§ DIRECTIVE: Copy the entries below, swapping every "Identify" for "Mark" and leaving everything else unchanged.

§ RECORDS FOR THIS EXERCISE:

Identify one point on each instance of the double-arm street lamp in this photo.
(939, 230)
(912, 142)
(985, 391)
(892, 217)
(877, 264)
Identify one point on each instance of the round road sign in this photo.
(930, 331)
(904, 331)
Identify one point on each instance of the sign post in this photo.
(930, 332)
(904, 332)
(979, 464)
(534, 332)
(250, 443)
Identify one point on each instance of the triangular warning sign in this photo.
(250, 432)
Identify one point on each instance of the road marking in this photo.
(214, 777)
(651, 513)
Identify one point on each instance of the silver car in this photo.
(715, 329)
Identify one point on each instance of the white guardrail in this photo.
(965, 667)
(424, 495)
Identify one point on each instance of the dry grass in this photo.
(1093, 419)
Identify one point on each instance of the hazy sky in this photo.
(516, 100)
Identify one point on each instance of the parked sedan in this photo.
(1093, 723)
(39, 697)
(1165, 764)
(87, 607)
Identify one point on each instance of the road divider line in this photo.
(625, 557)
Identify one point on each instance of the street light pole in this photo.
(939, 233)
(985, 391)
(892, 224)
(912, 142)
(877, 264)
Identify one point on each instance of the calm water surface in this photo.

§ THE RESULT:
Mark one point on each instance of the double-arm street lamp in this photo.
(939, 230)
(912, 142)
(985, 391)
(892, 217)
(877, 264)
Mark one point on each instance of the round road sign in this photo.
(930, 331)
(904, 331)
Mark one point on each instance of the sign post in this photo.
(930, 332)
(904, 332)
(979, 464)
(534, 332)
(250, 443)
Mark one point on each instance of the triangular warning sign in this photo.
(250, 432)
Mark one point on each instance of the road marking in this photo.
(214, 777)
(651, 513)
Mark one point on each instance of the silver car in this photo.
(715, 329)
Mark one point on each instance of the white guardrail in this photo.
(965, 667)
(424, 495)
Mark one point on each instance of the dry grass in this photo.
(1093, 419)
Mark one point on each instance of the hazy sky in this photo.
(516, 100)
Mark one point on each instance of the parked sedan in this photo.
(1093, 723)
(39, 697)
(1165, 764)
(87, 607)
Mark one point on each instance of the road divider line in this photo.
(625, 557)
Mark one point on each instance of the street light pole in this photo.
(939, 233)
(985, 391)
(892, 224)
(912, 142)
(877, 264)
Mark one point on each instance of the calm water surface in this photo.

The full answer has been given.